PASSAGE TO READ:
Justice Anthony M. Kennedy bolstered his majority decision upholding DNA testing for arrestees last week with a quote from a book called Actual Innocence, written by the founders of the Innocence Project, the New York Times reports. The project uses DNA testing to help free the wrongly convicted.

The shortened quote was not “especially punctilious,” the Times says. One of the authors, Peter Neufeld, tells the Times that the shortened passage wrongly suggests the writers were endorsing arrestee databases, when they were actually promoting the testing of crime scene evidence.

Here is the quote from the book in Kennedy’s opinion, with the ellipses and brackets he used: “[P]rompt [DNA] testing … would speed up apprehension of criminals before they commit additional crimes, and prevent the grotesque detention of … innocent people.”

According to the Times, “Those first three dots covered a lot of ground. They took the place of more than six sentences and suggested a different point than the one the authors were making. The original passage concerned evidence collected at crime scenes, not from people who might be connected to it.”

The second three dots covered only two omitted words: “thousands of.” The phrase without the ellipses would read “the grotesque detention of thousands of innocent people.” The Times offers a reason for this omission: “Justice Kennedy apparently did not want to endorse the possibility that the criminal justice system had such widespread shortcomings,” the story says.

Natural-language descriptions of regions:

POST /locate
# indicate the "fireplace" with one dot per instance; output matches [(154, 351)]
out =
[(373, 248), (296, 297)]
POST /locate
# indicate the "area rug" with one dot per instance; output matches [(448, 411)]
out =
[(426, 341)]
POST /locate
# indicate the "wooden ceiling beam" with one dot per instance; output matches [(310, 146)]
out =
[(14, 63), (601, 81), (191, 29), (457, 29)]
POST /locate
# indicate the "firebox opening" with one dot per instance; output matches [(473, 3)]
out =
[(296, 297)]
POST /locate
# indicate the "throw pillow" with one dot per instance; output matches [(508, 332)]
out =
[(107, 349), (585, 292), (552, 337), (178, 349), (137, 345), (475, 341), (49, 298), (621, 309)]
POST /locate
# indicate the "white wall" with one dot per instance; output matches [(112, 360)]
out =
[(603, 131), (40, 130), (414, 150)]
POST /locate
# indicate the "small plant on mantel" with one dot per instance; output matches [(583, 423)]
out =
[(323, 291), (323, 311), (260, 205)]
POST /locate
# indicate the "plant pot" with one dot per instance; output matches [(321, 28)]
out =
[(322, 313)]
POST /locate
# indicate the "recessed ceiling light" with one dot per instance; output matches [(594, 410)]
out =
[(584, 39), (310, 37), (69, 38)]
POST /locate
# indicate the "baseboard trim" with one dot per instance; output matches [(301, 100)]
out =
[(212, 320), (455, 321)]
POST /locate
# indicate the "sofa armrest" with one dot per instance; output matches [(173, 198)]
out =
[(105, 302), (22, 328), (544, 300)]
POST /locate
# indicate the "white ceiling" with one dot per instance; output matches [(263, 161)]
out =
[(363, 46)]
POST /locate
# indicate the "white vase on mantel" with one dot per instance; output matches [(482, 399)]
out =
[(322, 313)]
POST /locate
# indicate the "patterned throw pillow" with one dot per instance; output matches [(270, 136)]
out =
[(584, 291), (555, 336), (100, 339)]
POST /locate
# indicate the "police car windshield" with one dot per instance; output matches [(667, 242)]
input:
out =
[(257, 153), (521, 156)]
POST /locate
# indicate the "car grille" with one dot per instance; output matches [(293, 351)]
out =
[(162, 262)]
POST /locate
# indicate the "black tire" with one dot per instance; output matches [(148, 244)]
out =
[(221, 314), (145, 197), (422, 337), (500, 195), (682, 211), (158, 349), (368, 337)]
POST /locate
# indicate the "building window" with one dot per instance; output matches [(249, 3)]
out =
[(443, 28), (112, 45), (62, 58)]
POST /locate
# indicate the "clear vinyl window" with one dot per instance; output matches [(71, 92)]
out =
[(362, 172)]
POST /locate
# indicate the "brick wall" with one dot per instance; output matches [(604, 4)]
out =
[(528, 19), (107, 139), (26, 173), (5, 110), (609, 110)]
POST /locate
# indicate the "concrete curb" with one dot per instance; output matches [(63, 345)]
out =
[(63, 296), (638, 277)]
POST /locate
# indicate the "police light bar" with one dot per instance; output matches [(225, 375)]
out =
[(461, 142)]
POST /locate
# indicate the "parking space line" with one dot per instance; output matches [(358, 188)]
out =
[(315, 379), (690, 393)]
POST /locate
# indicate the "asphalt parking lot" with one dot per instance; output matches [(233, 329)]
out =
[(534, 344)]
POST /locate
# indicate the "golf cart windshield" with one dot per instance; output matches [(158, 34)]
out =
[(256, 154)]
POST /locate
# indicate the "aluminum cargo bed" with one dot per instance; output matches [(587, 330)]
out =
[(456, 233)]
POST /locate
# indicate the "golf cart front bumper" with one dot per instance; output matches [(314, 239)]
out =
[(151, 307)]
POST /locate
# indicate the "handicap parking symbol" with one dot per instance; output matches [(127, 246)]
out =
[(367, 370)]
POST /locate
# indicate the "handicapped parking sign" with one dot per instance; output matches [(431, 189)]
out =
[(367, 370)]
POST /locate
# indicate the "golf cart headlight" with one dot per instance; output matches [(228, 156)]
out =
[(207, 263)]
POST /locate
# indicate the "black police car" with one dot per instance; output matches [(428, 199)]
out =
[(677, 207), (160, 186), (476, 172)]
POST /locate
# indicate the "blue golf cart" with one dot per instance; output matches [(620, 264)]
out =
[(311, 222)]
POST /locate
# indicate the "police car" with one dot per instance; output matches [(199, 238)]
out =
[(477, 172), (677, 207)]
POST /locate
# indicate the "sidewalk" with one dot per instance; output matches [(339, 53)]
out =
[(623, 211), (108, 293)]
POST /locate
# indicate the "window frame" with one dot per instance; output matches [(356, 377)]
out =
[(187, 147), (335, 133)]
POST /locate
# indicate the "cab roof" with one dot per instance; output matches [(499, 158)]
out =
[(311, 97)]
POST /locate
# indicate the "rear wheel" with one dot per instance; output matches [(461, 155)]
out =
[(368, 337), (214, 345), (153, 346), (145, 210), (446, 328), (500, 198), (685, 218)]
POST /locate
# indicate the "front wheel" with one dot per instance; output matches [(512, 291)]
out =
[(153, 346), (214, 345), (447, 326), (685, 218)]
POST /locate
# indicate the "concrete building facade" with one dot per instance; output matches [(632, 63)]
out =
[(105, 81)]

WORK ITEM A:
In the passage about Justice Kennedy's quotation, which two words did the second ellipsis leave out?
WORK ITEM B:
Translate this sentence from the passage about Justice Kennedy's quotation into Spanish: "The project uses DNA testing to help free the wrongly convicted."

YOUR RESPONSE A:
"thousands of"

YOUR RESPONSE B:
El proyecto utiliza pruebas de ADN para ayudar a liberar a quienes han sido condenados injustamente.